▸ PROBLEM REQUIREMENTS: Convert all the items below into a Markdown table with the columns Row and Line, putting one line per row with its number and omitting blank lines. Leave the pictures out.
* start TASK DATA *
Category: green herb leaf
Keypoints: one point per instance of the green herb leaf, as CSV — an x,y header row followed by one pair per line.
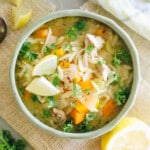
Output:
x,y
8,142
21,91
56,81
51,101
68,126
48,50
86,124
26,53
67,47
80,24
46,113
121,96
101,62
116,61
76,89
121,56
71,34
89,48
115,77
72,104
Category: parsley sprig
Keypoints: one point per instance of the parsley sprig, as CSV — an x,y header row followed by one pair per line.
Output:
x,y
26,53
121,96
121,56
78,26
8,142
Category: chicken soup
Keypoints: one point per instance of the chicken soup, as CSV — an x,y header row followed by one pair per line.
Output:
x,y
74,74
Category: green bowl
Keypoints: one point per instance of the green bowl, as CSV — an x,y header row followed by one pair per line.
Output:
x,y
136,74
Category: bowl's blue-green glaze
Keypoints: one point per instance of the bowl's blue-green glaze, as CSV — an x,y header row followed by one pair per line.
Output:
x,y
136,73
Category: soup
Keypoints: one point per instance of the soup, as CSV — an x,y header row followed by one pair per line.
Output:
x,y
74,74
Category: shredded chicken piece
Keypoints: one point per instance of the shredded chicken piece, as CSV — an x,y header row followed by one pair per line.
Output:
x,y
50,39
97,41
104,69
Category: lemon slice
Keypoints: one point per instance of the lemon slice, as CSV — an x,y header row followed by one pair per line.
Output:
x,y
41,86
15,2
129,134
20,16
46,65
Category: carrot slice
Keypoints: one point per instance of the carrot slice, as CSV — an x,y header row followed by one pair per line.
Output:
x,y
109,108
64,64
27,95
42,33
86,85
99,31
59,52
81,107
77,116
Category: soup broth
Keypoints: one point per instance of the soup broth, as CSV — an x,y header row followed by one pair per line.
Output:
x,y
74,74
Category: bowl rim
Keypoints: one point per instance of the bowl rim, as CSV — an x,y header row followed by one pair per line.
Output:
x,y
136,73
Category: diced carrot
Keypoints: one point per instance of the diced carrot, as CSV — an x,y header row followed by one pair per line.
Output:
x,y
99,31
86,85
81,107
27,95
59,52
42,33
77,116
77,78
64,64
109,108
91,102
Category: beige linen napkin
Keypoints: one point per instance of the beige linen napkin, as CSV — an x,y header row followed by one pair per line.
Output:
x,y
141,108
9,110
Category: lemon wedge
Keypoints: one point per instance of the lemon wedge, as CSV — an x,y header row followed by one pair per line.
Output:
x,y
41,86
20,16
46,65
129,134
15,2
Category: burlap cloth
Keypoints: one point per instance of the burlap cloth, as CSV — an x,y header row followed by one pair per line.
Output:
x,y
9,110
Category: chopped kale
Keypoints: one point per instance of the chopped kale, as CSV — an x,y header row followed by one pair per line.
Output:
x,y
26,53
8,142
89,48
121,96
68,126
51,101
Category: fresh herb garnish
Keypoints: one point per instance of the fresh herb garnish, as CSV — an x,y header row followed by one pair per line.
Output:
x,y
8,142
48,49
56,81
121,96
79,25
22,91
101,62
26,53
87,125
115,77
72,104
116,61
34,98
51,101
67,47
45,113
121,56
76,89
68,126
89,48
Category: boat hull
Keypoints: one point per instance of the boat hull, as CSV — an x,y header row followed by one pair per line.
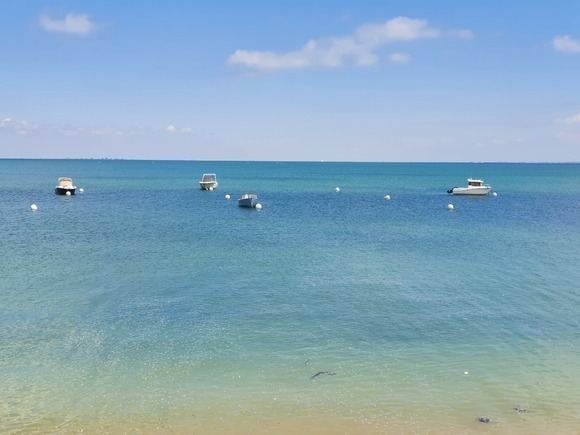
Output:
x,y
475,191
206,185
64,190
247,202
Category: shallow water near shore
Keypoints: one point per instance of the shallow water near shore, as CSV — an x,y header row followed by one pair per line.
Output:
x,y
145,304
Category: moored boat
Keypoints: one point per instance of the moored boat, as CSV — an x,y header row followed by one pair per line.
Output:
x,y
474,187
208,181
65,187
248,200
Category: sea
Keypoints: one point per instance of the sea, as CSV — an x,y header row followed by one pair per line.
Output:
x,y
354,301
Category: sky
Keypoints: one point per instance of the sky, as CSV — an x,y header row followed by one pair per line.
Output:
x,y
332,80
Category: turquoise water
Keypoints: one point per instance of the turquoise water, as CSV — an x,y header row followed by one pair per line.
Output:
x,y
145,301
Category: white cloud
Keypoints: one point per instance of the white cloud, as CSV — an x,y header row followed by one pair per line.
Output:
x,y
566,44
334,52
72,24
461,33
399,58
574,119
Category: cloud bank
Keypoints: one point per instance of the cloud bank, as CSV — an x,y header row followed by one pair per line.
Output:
x,y
74,24
566,44
358,48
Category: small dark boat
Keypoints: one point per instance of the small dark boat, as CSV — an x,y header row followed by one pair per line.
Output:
x,y
248,200
65,187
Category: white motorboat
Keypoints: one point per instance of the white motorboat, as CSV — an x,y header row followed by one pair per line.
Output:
x,y
65,187
474,187
208,182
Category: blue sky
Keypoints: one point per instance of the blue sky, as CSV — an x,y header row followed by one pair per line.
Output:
x,y
302,80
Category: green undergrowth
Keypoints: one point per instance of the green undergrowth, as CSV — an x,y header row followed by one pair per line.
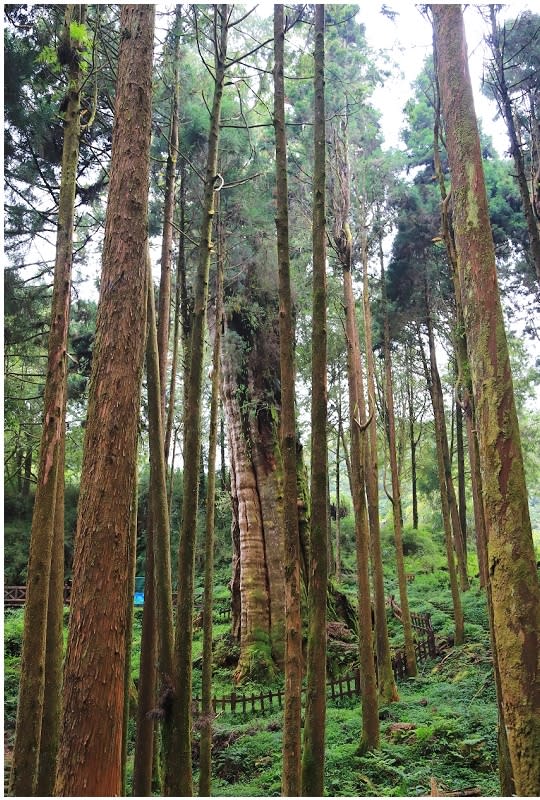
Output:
x,y
443,727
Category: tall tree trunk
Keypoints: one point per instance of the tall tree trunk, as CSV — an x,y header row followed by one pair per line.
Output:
x,y
90,755
502,94
144,734
396,489
413,441
511,562
179,301
54,654
435,389
459,634
179,780
315,715
129,686
159,530
33,663
358,437
163,322
205,762
387,685
292,757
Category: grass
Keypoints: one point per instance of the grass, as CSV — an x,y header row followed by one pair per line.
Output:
x,y
444,725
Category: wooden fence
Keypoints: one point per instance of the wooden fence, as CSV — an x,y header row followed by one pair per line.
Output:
x,y
346,686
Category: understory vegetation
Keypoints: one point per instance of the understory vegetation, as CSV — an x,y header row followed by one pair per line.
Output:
x,y
443,727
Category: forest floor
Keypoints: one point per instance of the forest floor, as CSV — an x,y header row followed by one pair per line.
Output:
x,y
443,728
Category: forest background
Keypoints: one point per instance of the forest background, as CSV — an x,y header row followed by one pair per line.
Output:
x,y
393,191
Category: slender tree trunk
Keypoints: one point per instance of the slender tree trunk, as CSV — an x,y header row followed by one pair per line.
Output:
x,y
435,388
129,686
205,762
90,756
387,685
511,562
502,94
52,702
292,739
445,507
180,300
370,711
413,442
159,530
315,715
178,780
163,322
338,484
396,490
144,736
26,752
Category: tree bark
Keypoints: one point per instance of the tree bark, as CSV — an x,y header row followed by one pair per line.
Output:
x,y
396,489
164,310
292,738
511,562
48,495
315,714
205,761
387,686
459,628
52,703
501,90
179,781
90,755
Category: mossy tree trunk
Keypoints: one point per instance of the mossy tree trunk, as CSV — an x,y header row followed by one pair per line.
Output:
* end TASK DATA *
▸ SOLUTION FOR THIS TASK:
| Row | Line |
|---|---|
| 1 | Category: green herb leaf |
| 2 | Keypoints: one point per instance of the green herb leaf, as CSV — an x,y header row followed by one pair per line. |
| 3 | Output: |
| 4 | x,y |
| 5 | 8,142 |
| 6 | 21,91 |
| 7 | 56,81 |
| 8 | 51,101 |
| 9 | 68,126 |
| 10 | 48,50 |
| 11 | 86,124 |
| 12 | 26,53 |
| 13 | 67,47 |
| 14 | 80,24 |
| 15 | 46,113 |
| 16 | 121,96 |
| 17 | 101,62 |
| 18 | 116,61 |
| 19 | 76,89 |
| 20 | 121,56 |
| 21 | 71,34 |
| 22 | 89,48 |
| 23 | 115,77 |
| 24 | 72,104 |
| 25 | Category: parsley sprig |
| 26 | Keypoints: one point per instance of the parsley sprig, as CSV — an x,y header row followed by one pair per line. |
| 27 | Output: |
| 28 | x,y |
| 29 | 26,53 |
| 30 | 121,96 |
| 31 | 121,56 |
| 32 | 78,26 |
| 33 | 8,142 |
| 34 | Category: chicken soup |
| 35 | Keypoints: one point per instance of the chicken soup, as CSV — an x,y header row followed by one pair per line. |
| 36 | Output: |
| 37 | x,y |
| 38 | 74,74 |
| 39 | Category: green bowl |
| 40 | Keypoints: one point per instance of the green bowl, as CSV — an x,y header row followed by one pair per line. |
| 41 | Output: |
| 42 | x,y |
| 43 | 136,74 |
| 44 | Category: bowl's blue-green glaze |
| 45 | Keypoints: one point per instance of the bowl's blue-green glaze, as CSV — an x,y header row followed by one pair per line. |
| 46 | Output: |
| 47 | x,y |
| 48 | 136,73 |
| 49 | Category: soup |
| 50 | Keypoints: one point per instance of the soup, as CSV — an x,y header row followed by one pair per line. |
| 51 | Output: |
| 52 | x,y |
| 53 | 74,74 |
| 54 | Category: shredded chicken piece |
| 55 | Keypoints: one point per instance of the shredded chicken piece, as CSV — an x,y header row followed by one pair per line. |
| 56 | Output: |
| 57 | x,y |
| 58 | 50,39 |
| 59 | 97,41 |
| 60 | 104,69 |
| 61 | Category: lemon slice |
| 62 | Keypoints: one point per instance of the lemon slice, as CSV — an x,y header row followed by one pair per line. |
| 63 | Output: |
| 64 | x,y |
| 65 | 41,86 |
| 66 | 15,2 |
| 67 | 129,134 |
| 68 | 20,16 |
| 69 | 46,65 |
| 70 | Category: carrot slice |
| 71 | Keypoints: one point per instance of the carrot slice, as CSV — an x,y header row followed by one pair per line. |
| 72 | Output: |
| 73 | x,y |
| 74 | 109,108 |
| 75 | 64,64 |
| 76 | 27,95 |
| 77 | 42,33 |
| 78 | 86,85 |
| 79 | 99,31 |
| 80 | 59,52 |
| 81 | 81,107 |
| 82 | 77,116 |
| 83 | Category: soup broth |
| 84 | Keypoints: one point per instance of the soup broth, as CSV — an x,y header row followed by one pair per line. |
| 85 | Output: |
| 86 | x,y |
| 87 | 74,74 |
| 88 | Category: bowl rim |
| 89 | Keypoints: one point per instance of the bowl rim, as CSV — an x,y header row followed by one pair per line. |
| 90 | Output: |
| 91 | x,y |
| 92 | 136,73 |
| 93 | Category: diced carrot |
| 94 | Keypoints: one point per instance of the diced carrot, as CSV — an x,y header row followed by one pair per line. |
| 95 | Output: |
| 96 | x,y |
| 97 | 99,31 |
| 98 | 86,85 |
| 99 | 81,107 |
| 100 | 27,95 |
| 101 | 59,52 |
| 102 | 42,33 |
| 103 | 77,116 |
| 104 | 77,78 |
| 105 | 64,64 |
| 106 | 109,108 |
| 107 | 91,102 |
| 108 | Category: beige linen napkin |
| 109 | Keypoints: one point per instance of the beige linen napkin, as CSV — an x,y header row followed by one pair per line. |
| 110 | Output: |
| 111 | x,y |
| 112 | 141,108 |
| 113 | 9,110 |
| 114 | Category: lemon wedge |
| 115 | Keypoints: one point per instance of the lemon wedge, as CSV — an x,y header row followed by one pair per line. |
| 116 | Output: |
| 117 | x,y |
| 118 | 41,86 |
| 119 | 20,16 |
| 120 | 46,65 |
| 121 | 129,134 |
| 122 | 15,2 |
| 123 | Category: burlap cloth |
| 124 | Keypoints: one point per instance of the burlap cloth, as CSV — an x,y header row followed by one pair per line. |
| 125 | Output: |
| 126 | x,y |
| 127 | 9,110 |
| 128 | Category: chopped kale |
| 129 | Keypoints: one point per instance of the chopped kale, as CSV — an x,y header row followed by one pair per line. |
| 130 | Output: |
| 131 | x,y |
| 132 | 26,53 |
| 133 | 8,142 |
| 134 | 89,48 |
| 135 | 121,96 |
| 136 | 68,126 |
| 137 | 51,101 |
| 138 | Category: fresh herb garnish |
| 139 | Keypoints: one point per instance of the fresh herb garnish, as CSV — an x,y header row followed by one pair per line. |
| 140 | Output: |
| 141 | x,y |
| 142 | 8,142 |
| 143 | 48,49 |
| 144 | 56,81 |
| 145 | 121,96 |
| 146 | 79,25 |
| 147 | 22,91 |
| 148 | 101,62 |
| 149 | 26,53 |
| 150 | 87,125 |
| 151 | 115,77 |
| 152 | 72,104 |
| 153 | 116,61 |
| 154 | 34,98 |
| 155 | 51,101 |
| 156 | 67,47 |
| 157 | 45,113 |
| 158 | 121,56 |
| 159 | 76,89 |
| 160 | 68,126 |
| 161 | 89,48 |
| 162 | Category: boat hull |
| 163 | Keypoints: one point per instance of the boat hull, as CSV — an x,y header row followed by one pair per line. |
| 164 | Output: |
| 165 | x,y |
| 166 | 475,191 |
| 167 | 206,185 |
| 168 | 64,190 |
| 169 | 247,202 |
| 170 | Category: shallow water near shore |
| 171 | Keypoints: one point per instance of the shallow water near shore, as CSV — an x,y header row followed by one pair per line. |
| 172 | Output: |
| 173 | x,y |
| 174 | 145,304 |
| 175 | Category: moored boat |
| 176 | Keypoints: one point per instance of the moored boat, as CSV — an x,y header row followed by one pair per line. |
| 177 | Output: |
| 178 | x,y |
| 179 | 474,187 |
| 180 | 208,181 |
| 181 | 65,187 |
| 182 | 248,200 |
| 183 | Category: sea |
| 184 | Keypoints: one point per instance of the sea, as CSV — an x,y header row followed by one pair per line. |
| 185 | Output: |
| 186 | x,y |
| 187 | 354,301 |
| 188 | Category: sky |
| 189 | Keypoints: one point per instance of the sky, as CSV — an x,y header row followed by one pair per line. |
| 190 | Output: |
| 191 | x,y |
| 192 | 332,80 |
| 193 | Category: turquoise water |
| 194 | Keypoints: one point per instance of the turquoise water, as CSV — an x,y header row followed by one pair per line. |
| 195 | Output: |
| 196 | x,y |
| 197 | 145,301 |
| 198 | Category: white cloud |
| 199 | Keypoints: one point per instance of the white cloud, as CSV — an x,y header row followed by one pair per line. |
| 200 | Output: |
| 201 | x,y |
| 202 | 566,44 |
| 203 | 334,52 |
| 204 | 72,24 |
| 205 | 461,33 |
| 206 | 399,58 |
| 207 | 574,119 |
| 208 | Category: cloud bank |
| 209 | Keypoints: one point per instance of the cloud bank, as CSV — an x,y header row followed by one pair per line. |
| 210 | Output: |
| 211 | x,y |
| 212 | 74,24 |
| 213 | 566,44 |
| 214 | 358,48 |
| 215 | Category: small dark boat |
| 216 | Keypoints: one point per instance of the small dark boat, as CSV — an x,y header row followed by one pair per line. |
| 217 | Output: |
| 218 | x,y |
| 219 | 248,200 |
| 220 | 65,187 |
| 221 | Category: white motorboat |
| 222 | Keypoints: one point per instance of the white motorboat, as CSV — an x,y header row followed by one pair per line. |
| 223 | Output: |
| 224 | x,y |
| 225 | 65,187 |
| 226 | 474,187 |
| 227 | 208,182 |
| 228 | Category: blue sky |
| 229 | Keypoints: one point per instance of the blue sky, as CSV — an x,y header row followed by one pair per line. |
| 230 | Output: |
| 231 | x,y |
| 232 | 302,80 |
| 233 | Category: green undergrowth |
| 234 | Keypoints: one point per instance of the green undergrowth, as CSV — an x,y header row followed by one pair per line. |
| 235 | Output: |
| 236 | x,y |
| 237 | 443,727 |
| 238 | Category: tall tree trunk |
| 239 | Keypoints: one point per instance of the tall tree trunk, as CSV — an x,y header row followed by one pair per line. |
| 240 | Output: |
| 241 | x,y |
| 242 | 90,755 |
| 243 | 502,94 |
| 244 | 144,734 |
| 245 | 396,489 |
| 246 | 413,441 |
| 247 | 511,562 |
| 248 | 179,301 |
| 249 | 54,654 |
| 250 | 435,389 |
| 251 | 459,634 |
| 252 | 179,780 |
| 253 | 315,715 |
| 254 | 129,686 |
| 255 | 159,530 |
| 256 | 33,663 |
| 257 | 358,437 |
| 258 | 163,322 |
| 259 | 205,762 |
| 260 | 387,685 |
| 261 | 292,757 |
| 262 | Category: grass |
| 263 | Keypoints: one point per instance of the grass, as CSV — an x,y header row followed by one pair per line. |
| 264 | Output: |
| 265 | x,y |
| 266 | 444,725 |
| 267 | Category: wooden fence |
| 268 | Keypoints: one point per instance of the wooden fence, as CSV — an x,y header row followed by one pair per line. |
| 269 | Output: |
| 270 | x,y |
| 271 | 346,686 |
| 272 | Category: understory vegetation |
| 273 | Keypoints: one point per instance of the understory vegetation, as CSV — an x,y header row followed by one pair per line. |
| 274 | Output: |
| 275 | x,y |
| 276 | 443,727 |
| 277 | Category: forest floor |
| 278 | Keypoints: one point per instance of the forest floor, as CSV — an x,y header row followed by one pair per line. |
| 279 | Output: |
| 280 | x,y |
| 281 | 443,728 |
| 282 | Category: forest background |
| 283 | Keypoints: one point per instance of the forest background, as CSV — an x,y header row followed by one pair per line. |
| 284 | Output: |
| 285 | x,y |
| 286 | 393,191 |
| 287 | Category: slender tree trunk |
| 288 | Keypoints: one point per instance of the slender tree trunk, as CSV — an x,y header row followed by one pair per line. |
| 289 | Output: |
| 290 | x,y |
| 291 | 435,388 |
| 292 | 129,686 |
| 293 | 205,762 |
| 294 | 90,756 |
| 295 | 387,685 |
| 296 | 511,562 |
| 297 | 502,94 |
| 298 | 52,702 |
| 299 | 292,739 |
| 300 | 445,507 |
| 301 | 180,300 |
| 302 | 370,711 |
| 303 | 413,442 |
| 304 | 159,530 |
| 305 | 315,715 |
| 306 | 178,780 |
| 307 | 163,322 |
| 308 | 338,484 |
| 309 | 396,490 |
| 310 | 144,736 |
| 311 | 26,752 |
| 312 | Category: tree bark |
| 313 | Keypoints: one point per instance of the tree bark, as CSV — an x,y header row followed by one pair per line. |
| 314 | Output: |
| 315 | x,y |
| 316 | 396,489 |
| 317 | 164,310 |
| 318 | 292,738 |
| 319 | 511,562 |
| 320 | 48,495 |
| 321 | 315,714 |
| 322 | 205,761 |
| 323 | 387,686 |
| 324 | 459,628 |
| 325 | 52,703 |
| 326 | 501,90 |
| 327 | 179,781 |
| 328 | 90,755 |
| 329 | Category: mossy tree trunk |
| 330 | Keypoints: one point per instance of the mossy tree trunk, as CSV — an x,y header row followed by one pair per line. |
| 331 | Output: |